#### Texte retenu:
Chronique 32 (4-4-04)


Quelques années après son installation à Lyon comme chef de cuisine, le jeune Stéphane s'intéressait de plus en plus aux sources de la gastronomie de cette ville réputée, de cette cuisine d'émotions dont il se sentait de jour en jour plus proche.
Feuilletant nonchalamment quelques ouvrages à l'étal d'un bouquiniste du quai de la Pêcherie, il s'arrêta sur un curieux livre reprenant la forme d'un cahier de recettes aux lettres calligraphiées.
Touché par la délicatesse des présentations de menu, la précision des recettes et leurs variantes si modestement proposées, la déférence avec laquelle la cuisine des Mères Lyonnaises était expliquée et commentée, Stéphane fit quelques recherches bibliographiques, mais personne ne connaissait l'auteur, ni même ce livre. L'éditeur lui-même avait disparu.

#### Extraits de données:

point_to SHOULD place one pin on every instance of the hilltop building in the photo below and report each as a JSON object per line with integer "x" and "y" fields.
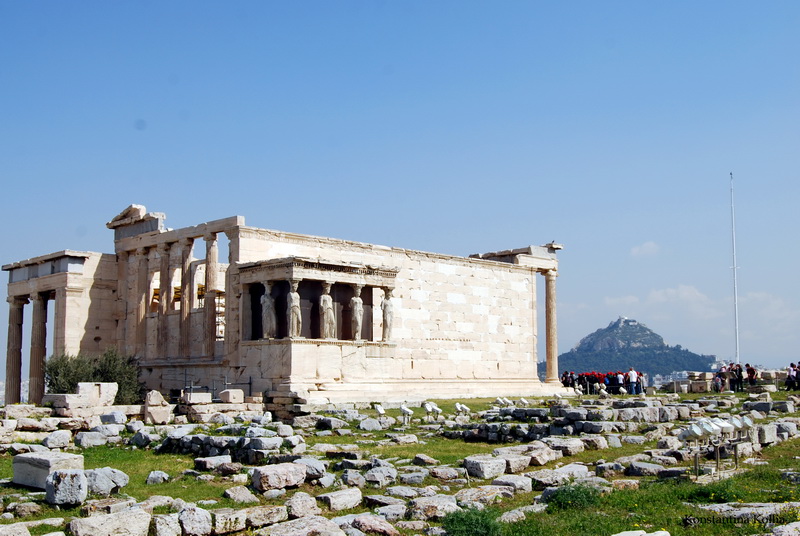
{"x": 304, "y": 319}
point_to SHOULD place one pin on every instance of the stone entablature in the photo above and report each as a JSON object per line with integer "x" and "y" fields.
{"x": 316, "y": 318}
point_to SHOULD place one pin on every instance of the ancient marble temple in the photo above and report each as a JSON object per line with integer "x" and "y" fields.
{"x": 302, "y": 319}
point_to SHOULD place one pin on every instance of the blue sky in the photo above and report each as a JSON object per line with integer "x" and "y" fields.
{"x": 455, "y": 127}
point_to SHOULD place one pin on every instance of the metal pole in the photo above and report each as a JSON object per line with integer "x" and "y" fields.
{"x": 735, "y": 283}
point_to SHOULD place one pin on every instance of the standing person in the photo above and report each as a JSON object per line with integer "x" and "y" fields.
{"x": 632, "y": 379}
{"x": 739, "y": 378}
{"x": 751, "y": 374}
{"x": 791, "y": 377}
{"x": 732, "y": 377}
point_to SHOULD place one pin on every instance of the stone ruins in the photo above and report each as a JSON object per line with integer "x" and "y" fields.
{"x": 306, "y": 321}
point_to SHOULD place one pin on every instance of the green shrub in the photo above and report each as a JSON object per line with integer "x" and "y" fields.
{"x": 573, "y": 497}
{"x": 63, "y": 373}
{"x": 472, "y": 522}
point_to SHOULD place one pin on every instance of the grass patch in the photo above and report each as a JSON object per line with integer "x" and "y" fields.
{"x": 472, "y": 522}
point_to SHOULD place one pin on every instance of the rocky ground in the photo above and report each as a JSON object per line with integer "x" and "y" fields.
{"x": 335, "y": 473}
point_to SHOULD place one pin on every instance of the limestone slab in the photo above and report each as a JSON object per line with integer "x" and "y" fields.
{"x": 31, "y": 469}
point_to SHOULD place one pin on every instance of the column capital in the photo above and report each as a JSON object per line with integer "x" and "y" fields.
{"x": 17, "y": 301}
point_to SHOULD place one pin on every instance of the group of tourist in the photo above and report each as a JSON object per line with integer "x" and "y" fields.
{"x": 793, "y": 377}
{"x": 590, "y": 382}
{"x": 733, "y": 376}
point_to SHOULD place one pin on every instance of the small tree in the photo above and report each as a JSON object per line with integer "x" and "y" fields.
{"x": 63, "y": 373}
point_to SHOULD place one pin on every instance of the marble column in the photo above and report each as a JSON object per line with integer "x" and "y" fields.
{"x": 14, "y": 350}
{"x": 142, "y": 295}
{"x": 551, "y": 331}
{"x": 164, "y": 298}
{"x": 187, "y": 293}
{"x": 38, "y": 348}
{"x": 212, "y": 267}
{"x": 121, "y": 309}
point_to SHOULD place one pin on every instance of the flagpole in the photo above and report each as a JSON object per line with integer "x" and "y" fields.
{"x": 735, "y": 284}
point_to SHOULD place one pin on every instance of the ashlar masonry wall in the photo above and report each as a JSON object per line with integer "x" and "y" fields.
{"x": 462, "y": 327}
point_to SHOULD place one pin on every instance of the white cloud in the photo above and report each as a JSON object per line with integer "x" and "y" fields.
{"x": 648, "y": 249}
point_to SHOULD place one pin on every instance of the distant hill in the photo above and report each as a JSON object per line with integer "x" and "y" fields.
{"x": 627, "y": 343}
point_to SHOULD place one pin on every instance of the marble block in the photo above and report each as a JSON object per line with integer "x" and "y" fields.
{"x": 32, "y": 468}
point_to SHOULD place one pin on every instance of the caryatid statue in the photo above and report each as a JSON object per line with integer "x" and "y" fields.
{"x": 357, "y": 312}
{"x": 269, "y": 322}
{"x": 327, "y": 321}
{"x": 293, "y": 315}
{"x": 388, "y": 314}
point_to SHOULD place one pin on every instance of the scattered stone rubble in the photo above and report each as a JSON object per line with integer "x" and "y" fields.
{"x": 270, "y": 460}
---
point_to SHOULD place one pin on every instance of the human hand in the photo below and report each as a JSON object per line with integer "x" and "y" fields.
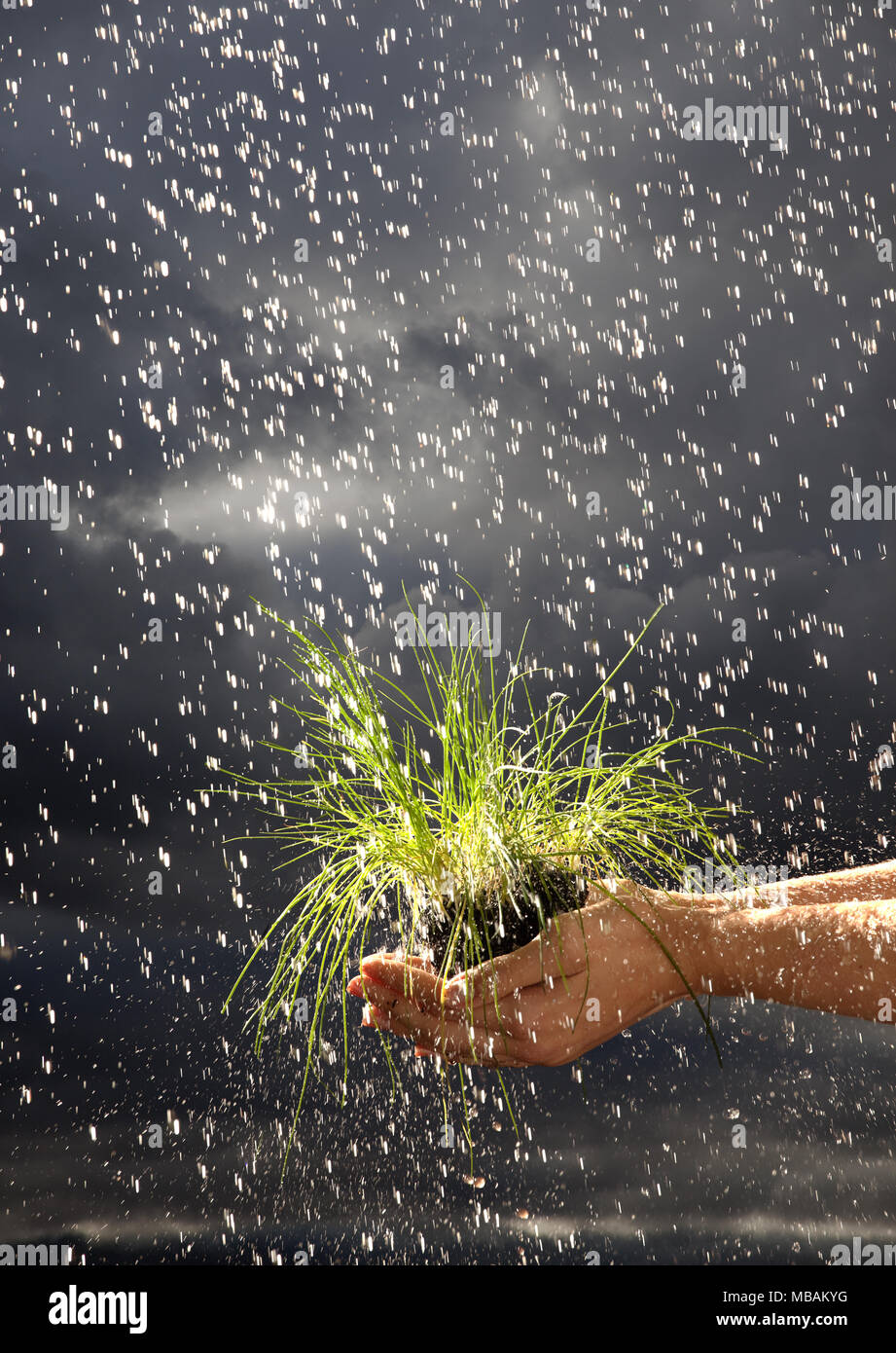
* * *
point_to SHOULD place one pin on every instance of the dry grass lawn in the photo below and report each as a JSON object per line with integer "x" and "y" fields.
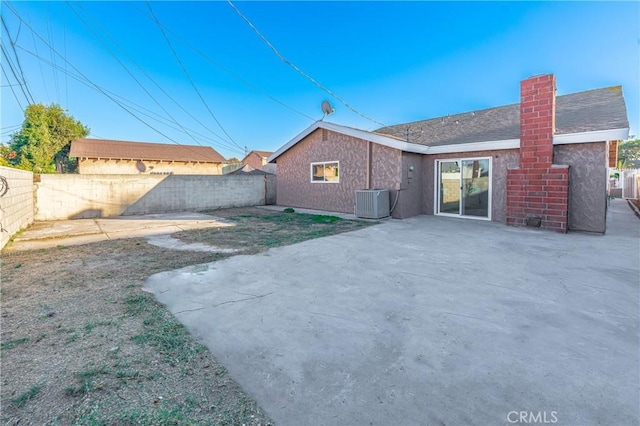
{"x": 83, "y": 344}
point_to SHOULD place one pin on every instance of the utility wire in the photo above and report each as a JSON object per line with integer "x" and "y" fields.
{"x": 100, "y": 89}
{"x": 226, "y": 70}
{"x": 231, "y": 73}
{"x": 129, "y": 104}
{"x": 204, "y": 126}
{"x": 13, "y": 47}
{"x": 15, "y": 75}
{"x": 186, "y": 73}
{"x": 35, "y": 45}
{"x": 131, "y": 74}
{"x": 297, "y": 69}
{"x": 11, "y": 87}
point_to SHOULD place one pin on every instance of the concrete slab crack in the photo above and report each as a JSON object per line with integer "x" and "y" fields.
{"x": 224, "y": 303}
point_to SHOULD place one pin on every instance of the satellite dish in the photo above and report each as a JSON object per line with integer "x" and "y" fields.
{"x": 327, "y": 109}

#### Consigne 1:
Reproduisez le passage de la chronique qui va de « Chronique 32 (4-4-04) » jusqu'à « aux lettres calligraphiées. » inclus.
#### Consigne 2:
D'après la chronique, où Stéphane trouva-t-il le curieux livre aux lettres calligraphiées ?

#### Réponse attendue 1:
Chronique 32 (4-4-04)


Quelques années après son installation à Lyon comme chef de cuisine, le jeune Stéphane s'intéressait de plus en plus aux sources de la gastronomie de cette ville réputée, de cette cuisine d'émotions dont il se sentait de jour en jour plus proche.
Feuilletant nonchalamment quelques ouvrages à l'étal d'un bouquiniste du quai de la Pêcherie, il s'arrêta sur un curieux livre reprenant la forme d'un cahier de recettes aux lettres calligraphiées.

#### Réponse attendue 2:
À l'étal d'un bouquiniste du quai de la Pêcherie.